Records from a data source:

'''

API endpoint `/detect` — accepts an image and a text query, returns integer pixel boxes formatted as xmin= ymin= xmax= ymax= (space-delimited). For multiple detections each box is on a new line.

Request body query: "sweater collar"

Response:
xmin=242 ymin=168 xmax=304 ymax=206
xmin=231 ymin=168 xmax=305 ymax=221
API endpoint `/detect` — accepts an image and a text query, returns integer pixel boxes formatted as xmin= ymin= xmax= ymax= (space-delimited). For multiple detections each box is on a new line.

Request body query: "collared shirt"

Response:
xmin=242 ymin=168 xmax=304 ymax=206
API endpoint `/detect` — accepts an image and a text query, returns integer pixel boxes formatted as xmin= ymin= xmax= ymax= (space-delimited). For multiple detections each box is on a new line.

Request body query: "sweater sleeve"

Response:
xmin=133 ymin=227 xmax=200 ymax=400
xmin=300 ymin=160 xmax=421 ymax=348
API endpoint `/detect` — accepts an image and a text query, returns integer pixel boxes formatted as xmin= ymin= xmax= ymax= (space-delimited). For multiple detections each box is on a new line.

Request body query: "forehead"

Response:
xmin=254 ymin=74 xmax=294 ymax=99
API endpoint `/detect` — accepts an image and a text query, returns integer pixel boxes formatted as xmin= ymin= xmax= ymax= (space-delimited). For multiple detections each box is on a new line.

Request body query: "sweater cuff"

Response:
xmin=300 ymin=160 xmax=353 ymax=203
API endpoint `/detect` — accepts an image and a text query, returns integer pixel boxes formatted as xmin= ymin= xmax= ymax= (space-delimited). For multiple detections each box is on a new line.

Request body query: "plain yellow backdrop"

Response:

'''

Task: Copy every record exactly as presented.

Problem solution:
API endpoint `/detect` — accepts an image and a text query, returns integer pixel boxes formatted as xmin= ymin= xmax= ymax= (space-delimited). For multiple detections each box is on a new line.

Request body query: "sweater collar"

Response:
xmin=242 ymin=168 xmax=304 ymax=206
xmin=231 ymin=168 xmax=305 ymax=221
API endpoint `/detect` — accepts an image and a text query, returns integer pixel boxes formatted as xmin= ymin= xmax= ymax= (space-delimited). For multiple detections each box is on a new line.

Request body query: "collared shirt"

Response:
xmin=242 ymin=168 xmax=304 ymax=206
API endpoint `/detect` — accepts an image and a text query, returns integer pixel boxes formatted as xmin= ymin= xmax= ymax= (space-delimited). For multiple detections each box is on a new line.

Request body query: "sweater sleeve"

Response:
xmin=133 ymin=227 xmax=200 ymax=400
xmin=300 ymin=160 xmax=421 ymax=348
API endpoint `/detect` — accepts an image and a text query, returns integer pixel boxes formatted as xmin= ymin= xmax= ymax= (space-delimited). For multiple detections each box is on a new line.

Request body query: "forehead"

Response:
xmin=254 ymin=74 xmax=294 ymax=99
API endpoint `/detect` — accepts an image and a text query, returns integer pixel boxes formatted as xmin= ymin= xmax= ymax= (space-delimited). For multiple detections each box is on a new line.

Request body query: "sweater cuff"

Response:
xmin=300 ymin=160 xmax=353 ymax=203
API endpoint `/detect` — accepts an image and a text query, returns integer pixel boxes formatted as xmin= ymin= xmax= ymax= (space-delimited). For multiple detections each box is on a new line.

Request body query: "plain yellow backdrop"

Response:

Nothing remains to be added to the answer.